- _PROMPT_
From the listing below, copy each line where "background" occurs.

- _THE INPUT_
════

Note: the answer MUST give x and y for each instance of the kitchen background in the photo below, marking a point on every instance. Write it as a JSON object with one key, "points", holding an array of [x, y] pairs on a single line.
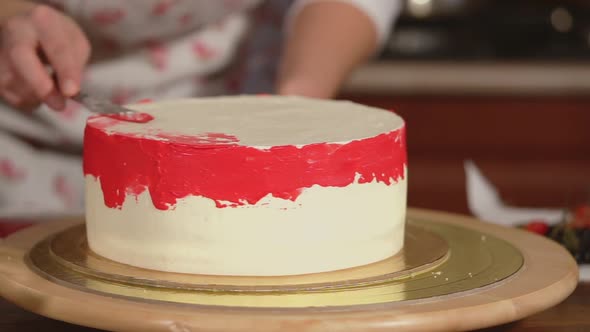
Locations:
{"points": [[503, 83]]}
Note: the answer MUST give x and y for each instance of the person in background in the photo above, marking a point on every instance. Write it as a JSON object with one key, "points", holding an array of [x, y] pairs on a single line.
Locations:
{"points": [[132, 50]]}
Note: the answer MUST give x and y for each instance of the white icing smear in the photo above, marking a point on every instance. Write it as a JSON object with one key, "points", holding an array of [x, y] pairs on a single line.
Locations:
{"points": [[264, 121], [325, 229]]}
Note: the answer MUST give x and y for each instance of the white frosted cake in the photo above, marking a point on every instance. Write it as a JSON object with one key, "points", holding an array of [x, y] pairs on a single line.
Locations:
{"points": [[258, 186]]}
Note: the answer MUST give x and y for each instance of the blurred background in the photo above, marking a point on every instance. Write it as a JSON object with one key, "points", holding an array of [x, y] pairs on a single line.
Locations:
{"points": [[503, 83]]}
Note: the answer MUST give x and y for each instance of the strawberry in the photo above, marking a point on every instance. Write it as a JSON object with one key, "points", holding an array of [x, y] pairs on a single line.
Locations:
{"points": [[581, 217]]}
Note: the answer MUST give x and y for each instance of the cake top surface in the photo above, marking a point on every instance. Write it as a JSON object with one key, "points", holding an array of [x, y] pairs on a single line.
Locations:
{"points": [[261, 121]]}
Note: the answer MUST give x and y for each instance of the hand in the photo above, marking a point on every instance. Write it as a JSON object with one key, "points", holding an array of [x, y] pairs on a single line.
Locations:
{"points": [[28, 40]]}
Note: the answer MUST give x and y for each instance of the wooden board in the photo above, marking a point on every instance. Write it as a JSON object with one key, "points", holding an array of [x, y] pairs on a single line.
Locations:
{"points": [[548, 276]]}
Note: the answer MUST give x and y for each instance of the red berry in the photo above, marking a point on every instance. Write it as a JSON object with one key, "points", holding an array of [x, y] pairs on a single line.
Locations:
{"points": [[537, 226], [581, 217]]}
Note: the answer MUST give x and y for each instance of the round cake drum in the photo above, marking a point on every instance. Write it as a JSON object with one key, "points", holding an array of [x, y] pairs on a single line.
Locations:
{"points": [[455, 273]]}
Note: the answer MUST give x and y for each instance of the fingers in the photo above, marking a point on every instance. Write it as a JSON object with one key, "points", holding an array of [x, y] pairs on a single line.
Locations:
{"points": [[20, 50], [66, 50]]}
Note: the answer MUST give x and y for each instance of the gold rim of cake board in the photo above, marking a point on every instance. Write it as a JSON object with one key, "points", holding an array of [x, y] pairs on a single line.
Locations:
{"points": [[423, 251], [473, 260]]}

════

- _REPLY_
Note: the answer MUST give x and y for each instance of the kitchen background in the photo below, marking a point on every instance. Write it as a JSON object with one key, "points", holding an array of [x, y] pairs on a single line.
Note: the answer MUST give x and y for each instance of the person in background in the photo above, marking a point on every instance. Write it as a JSON object with one key, "points", holding an array of [x, y] pairs on a single line.
Note: the answer MUST give x and y for each instance of the blurred background in the photo above, marking a point on every instance. Write it as a JSON object with one key, "points", holding an array of [x, y] pairs on a single line.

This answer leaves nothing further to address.